SELECTED TEXT
The spouses of homosexuals in the military will be among those receiving federal benefits, including being buried at Arlington National Cemetery, the Pentagon said Wednesday just hours after sections of the Defense of Marriage Act was overturned.
"We will move very swiftly, expeditiously, on implementing the law," said Defense Secretary Chuck Hagel. The Pentagon is still reviewing information to determine how much it will cost the Defense Department to include medical, dental, and housing benefits for same-sex partners, reports U.S. News and World Report
Even though the Defense Department has been slammed by sequestration and forced to make deep budget cuts, including shutting down combat brigades, Hagel said the department
"has a responsibility to carry out the law of the land — the decision the Supreme Court gave today — from this place."
Hagel, a former U.S. senator from Nebraska, said the Pentagon welcomes the court's decision, and "intends to make the same benefits available to all military spouses — regardless of sexual orientation — as soon as possible."

WORK INSTRUCTION
Write the next part of the article about military spouses receiving federal benefits, starting after its final sentence. The lines that follow are not needed for anything here.

PROVIDED DATA
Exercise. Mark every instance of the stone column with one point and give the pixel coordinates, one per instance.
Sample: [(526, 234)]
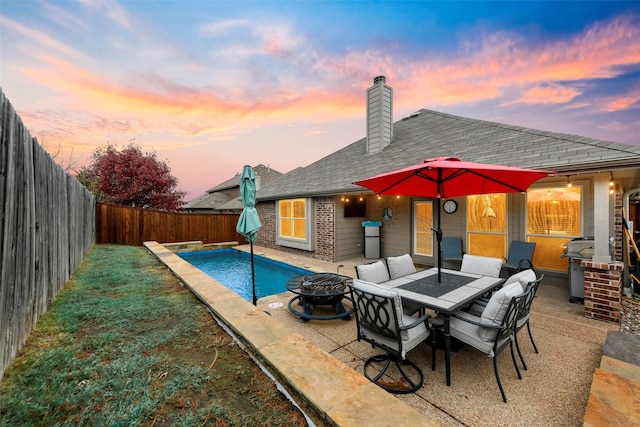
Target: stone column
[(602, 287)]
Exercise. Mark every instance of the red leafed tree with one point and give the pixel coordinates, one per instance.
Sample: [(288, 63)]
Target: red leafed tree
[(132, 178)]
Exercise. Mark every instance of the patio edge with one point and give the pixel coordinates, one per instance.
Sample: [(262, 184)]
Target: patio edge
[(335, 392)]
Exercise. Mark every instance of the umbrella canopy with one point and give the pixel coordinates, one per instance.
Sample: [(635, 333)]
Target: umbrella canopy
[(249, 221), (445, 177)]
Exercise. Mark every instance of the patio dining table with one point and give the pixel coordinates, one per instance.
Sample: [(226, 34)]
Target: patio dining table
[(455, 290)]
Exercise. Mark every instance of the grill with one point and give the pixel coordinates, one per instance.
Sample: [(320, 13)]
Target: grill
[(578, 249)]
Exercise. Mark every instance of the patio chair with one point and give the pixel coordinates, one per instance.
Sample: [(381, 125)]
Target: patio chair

EXERCISE RESULT
The benefits will be available to all members of the military, regardless of whether the state where they are stationed allows gay marriages, according to The Washington Times
Some benefits had already been available for same-sex spouses since 2010, after President Barack Obama signed the repeal of "Don't Ask, Don't Tell" bill that prohibited homosexuals from serving openly in the military, reports Time Magazine
After the repeal, service members could designate gay spouses as beneficiaries for life insurance, as the primary person to be contacted in the event of casualty, and be designated to receive the U.S. flag at a military funeral.
But since the court's DOMA ruling, benefits for same-sex couples will extend rapidly. The most costly changes will involve housing and medical care, Time reports. Medical care, which is virtually free, will be extended to same-sex spouses, who before had to seek medical coverage elsewhere.
In addition, the military's Basic Allowance for Housing will now allow same-sex couples to apply for married housing on base or to receive a housing allowance for living off base.
Same-sex married couples will also be eligible for family separation pay, receiving $250 a month during deployments and temporary duties.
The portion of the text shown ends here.